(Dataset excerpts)
■ ■ ■ ■ ■

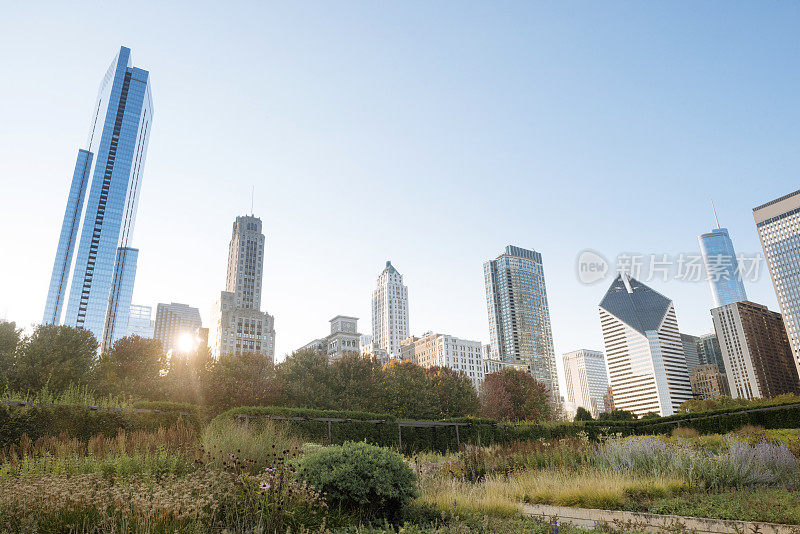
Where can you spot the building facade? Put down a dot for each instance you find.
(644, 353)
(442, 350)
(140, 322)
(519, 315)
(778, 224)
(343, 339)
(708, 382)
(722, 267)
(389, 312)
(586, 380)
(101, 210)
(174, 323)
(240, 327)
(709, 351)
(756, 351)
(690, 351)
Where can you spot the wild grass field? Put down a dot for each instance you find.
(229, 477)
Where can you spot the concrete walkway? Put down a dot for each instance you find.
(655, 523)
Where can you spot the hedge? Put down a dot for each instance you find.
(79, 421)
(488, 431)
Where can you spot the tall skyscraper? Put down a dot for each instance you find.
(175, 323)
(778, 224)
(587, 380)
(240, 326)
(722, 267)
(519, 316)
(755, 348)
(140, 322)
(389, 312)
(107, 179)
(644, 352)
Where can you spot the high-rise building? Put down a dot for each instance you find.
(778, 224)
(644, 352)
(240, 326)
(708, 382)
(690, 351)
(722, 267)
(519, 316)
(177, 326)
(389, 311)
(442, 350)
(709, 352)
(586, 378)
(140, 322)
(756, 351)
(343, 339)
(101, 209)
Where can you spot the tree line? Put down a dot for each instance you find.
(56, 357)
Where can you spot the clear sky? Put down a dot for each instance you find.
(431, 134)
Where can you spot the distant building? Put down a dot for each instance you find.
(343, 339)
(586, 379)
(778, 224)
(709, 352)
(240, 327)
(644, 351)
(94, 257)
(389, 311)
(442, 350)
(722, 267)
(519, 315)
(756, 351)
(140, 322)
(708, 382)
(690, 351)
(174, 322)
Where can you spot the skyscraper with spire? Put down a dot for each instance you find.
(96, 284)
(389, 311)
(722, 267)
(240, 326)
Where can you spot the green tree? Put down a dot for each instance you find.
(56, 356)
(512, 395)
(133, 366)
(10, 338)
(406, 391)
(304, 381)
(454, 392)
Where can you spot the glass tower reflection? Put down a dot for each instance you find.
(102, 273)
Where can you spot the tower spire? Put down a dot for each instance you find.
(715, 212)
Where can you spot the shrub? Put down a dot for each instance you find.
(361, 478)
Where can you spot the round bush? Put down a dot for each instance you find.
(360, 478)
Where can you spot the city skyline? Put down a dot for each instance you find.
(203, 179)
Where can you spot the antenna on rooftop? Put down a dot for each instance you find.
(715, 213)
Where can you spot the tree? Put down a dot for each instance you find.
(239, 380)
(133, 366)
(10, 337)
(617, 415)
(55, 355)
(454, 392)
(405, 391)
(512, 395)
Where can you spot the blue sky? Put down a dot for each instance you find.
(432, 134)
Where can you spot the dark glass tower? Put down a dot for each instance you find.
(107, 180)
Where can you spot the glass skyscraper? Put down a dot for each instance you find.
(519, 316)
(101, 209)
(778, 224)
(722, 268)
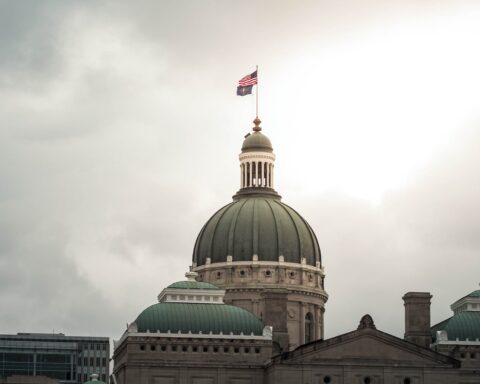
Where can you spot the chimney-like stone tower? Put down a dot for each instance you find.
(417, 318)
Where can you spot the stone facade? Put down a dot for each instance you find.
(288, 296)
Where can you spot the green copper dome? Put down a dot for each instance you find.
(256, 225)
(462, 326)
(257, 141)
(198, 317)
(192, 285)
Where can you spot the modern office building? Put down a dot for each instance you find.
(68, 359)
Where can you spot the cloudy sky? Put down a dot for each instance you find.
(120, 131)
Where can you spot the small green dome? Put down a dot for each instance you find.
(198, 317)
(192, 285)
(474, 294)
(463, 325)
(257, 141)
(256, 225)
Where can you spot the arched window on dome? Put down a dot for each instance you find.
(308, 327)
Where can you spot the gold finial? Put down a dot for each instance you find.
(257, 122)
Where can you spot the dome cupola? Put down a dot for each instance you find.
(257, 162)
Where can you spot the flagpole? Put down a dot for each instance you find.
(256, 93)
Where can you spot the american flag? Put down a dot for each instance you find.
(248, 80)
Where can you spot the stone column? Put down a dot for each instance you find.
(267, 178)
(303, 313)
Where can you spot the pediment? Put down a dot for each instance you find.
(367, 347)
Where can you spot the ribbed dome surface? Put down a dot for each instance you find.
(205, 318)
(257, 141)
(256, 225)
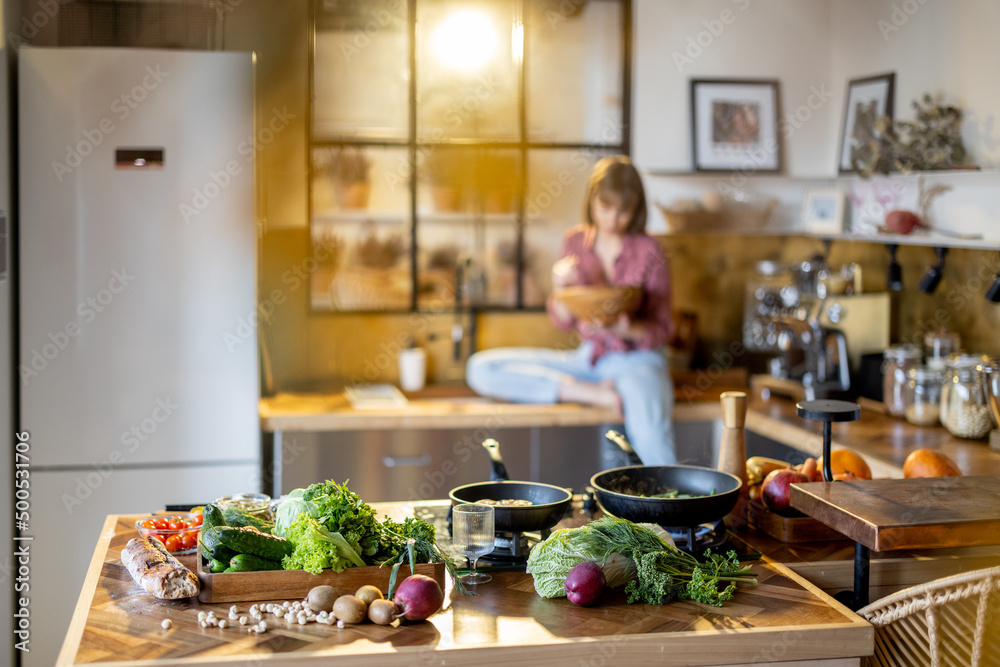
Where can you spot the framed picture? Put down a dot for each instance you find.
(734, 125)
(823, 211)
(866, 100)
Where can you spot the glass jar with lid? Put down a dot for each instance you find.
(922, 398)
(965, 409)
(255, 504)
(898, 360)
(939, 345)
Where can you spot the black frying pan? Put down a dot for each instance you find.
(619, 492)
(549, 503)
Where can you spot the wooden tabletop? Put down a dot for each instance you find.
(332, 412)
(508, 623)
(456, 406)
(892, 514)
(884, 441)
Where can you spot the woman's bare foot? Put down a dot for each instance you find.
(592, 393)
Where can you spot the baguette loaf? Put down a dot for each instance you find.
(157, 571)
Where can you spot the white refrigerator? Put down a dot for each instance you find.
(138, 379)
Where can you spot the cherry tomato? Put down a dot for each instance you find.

■ ■ ■ ■ ■

Assignment — After dropping every picture, transcribe each entry exactly.

The answer —
Where can you spot the building facade? Put down a dot for each instance you find.
(644, 353)
(442, 350)
(140, 322)
(519, 315)
(778, 224)
(343, 339)
(708, 382)
(722, 267)
(389, 312)
(586, 380)
(101, 210)
(174, 323)
(240, 327)
(709, 351)
(756, 351)
(690, 351)
Where can you spot the wild grass field? Put down a dot for each instance you find.
(229, 477)
Where can you spot the concrete walkway? Put down a dot for each instance you find.
(655, 523)
Where can you spot the hedge? Put down a dot for each instance you find.
(79, 421)
(488, 431)
Where can you spot the tall skyscraper? Put down a dot for each instance you find.
(175, 323)
(778, 224)
(587, 380)
(240, 326)
(722, 267)
(519, 316)
(755, 348)
(140, 322)
(389, 312)
(107, 179)
(644, 352)
Where can you spot the high-rise building? Put down a dot for each instance you find.
(778, 224)
(644, 352)
(240, 326)
(708, 382)
(690, 351)
(722, 267)
(519, 316)
(177, 326)
(389, 311)
(442, 350)
(709, 352)
(586, 378)
(140, 322)
(756, 351)
(343, 339)
(101, 209)
Where can you spot the tree line? Put down a dot for each instance you find.
(56, 357)
Where can you spot the clear sky? Put down a dot for each instance you find.
(431, 134)
Where can you spot the distant building? Put down a dot for each instance you find.
(343, 339)
(586, 379)
(778, 224)
(709, 352)
(240, 327)
(644, 351)
(94, 257)
(389, 311)
(442, 350)
(722, 267)
(519, 315)
(756, 351)
(140, 322)
(708, 382)
(690, 351)
(174, 322)
Where can you spot the skyscraper with spire? Put down a dot for each instance you find.
(96, 284)
(389, 311)
(722, 267)
(240, 326)
Where can you spot the green tree? Put down a dot for each instance you find.
(56, 356)
(512, 395)
(133, 366)
(10, 338)
(406, 391)
(304, 381)
(454, 392)
Where can you spot the glass tower reflection? Put down a dot for each instance you find.
(102, 273)
Where can you spot the tower spire? Put down a dot for each instance you find.
(715, 212)
Where can you spot the shrub? Put down a dot for each instance you find.
(361, 478)
Where can you spot the round bush? Put down a dot for each instance you find.
(360, 478)
Where can you spot the city skyline? Put down a dot for each instance you find.
(203, 179)
Where can you spot the antenna on rooftop? Put down a dot for each instance you find.
(715, 213)
Where can you spot the tree? Put down a dot for each instance you find.
(239, 380)
(133, 366)
(10, 337)
(617, 415)
(55, 355)
(454, 392)
(405, 391)
(512, 395)
Where can you spot the blue sky? Put down a dot for each instance you find.
(432, 134)
Where can you spot the dark glass tower? Put down a dot for each instance you find.
(107, 180)
Where can you spot the glass skyscraper? Put down a dot for each instance you find.
(519, 316)
(101, 209)
(778, 224)
(722, 268)
Where can you spot the chimney-like stone tower? Put down a dot for each instance you find.
(417, 318)
Where can you spot the stone facade? Put down a dot for each instance you find.
(288, 296)
Where can you spot the green copper dome? Put down a dot for each instance you find.
(256, 225)
(462, 326)
(257, 141)
(198, 317)
(192, 285)
Where can you spot the modern office building? Put down a dot for each instance you find.
(68, 359)
Where can you spot the cloudy sky? Put down a dot for each instance you find.
(120, 131)
Where can you spot the small green dome? Put down a dot for each instance you find.
(198, 317)
(192, 285)
(474, 294)
(463, 325)
(257, 141)
(256, 225)
Where can you spot the arched window on dome? Put down a dot for each instance you find.
(308, 327)
Where can you spot the gold finial? Put down a dot for each instance you find.
(257, 122)
Where can you spot the dome cupola? Put down a dot for each instance you find.
(257, 162)
Where can you spot the flagpole? Put down a dot for each instance you find.
(256, 93)
Where can you spot the american flag? Put down a dot for each instance you find.
(248, 80)
Where can you spot the stone column? Put down a dot for each instance you find.
(267, 178)
(303, 313)
Where can you spot the pediment? Put down a dot for each instance you find.
(367, 347)
Where can you spot the ribbed dome surface? Put down a dot for each instance you find.
(205, 318)
(257, 141)
(256, 225)
Where can you spot the framed picture? Put down a dot for each instance you find.
(734, 125)
(823, 211)
(866, 100)
Where can you spot the glass jar with lid? Put down a dot for each instance you find.
(922, 398)
(965, 409)
(255, 504)
(898, 360)
(939, 345)
Where can you spot the black frying pan? Put down a dot for each instance you find.
(619, 492)
(549, 503)
Where can you spot the wooden tabletop? Put down a dot for each instance you find.
(332, 412)
(508, 623)
(456, 406)
(892, 514)
(884, 441)
Where can you spot the woman's bare foot? Put down a dot for each instance you find.
(592, 393)
Where can you spot the baguette loaf? Put down a dot for each instance you find.
(157, 571)
Where can you spot the white refrigerator? Put down a dot for each instance you find.
(138, 379)
Where can you spot the cherry tomato? Put down a dot for each instance you find.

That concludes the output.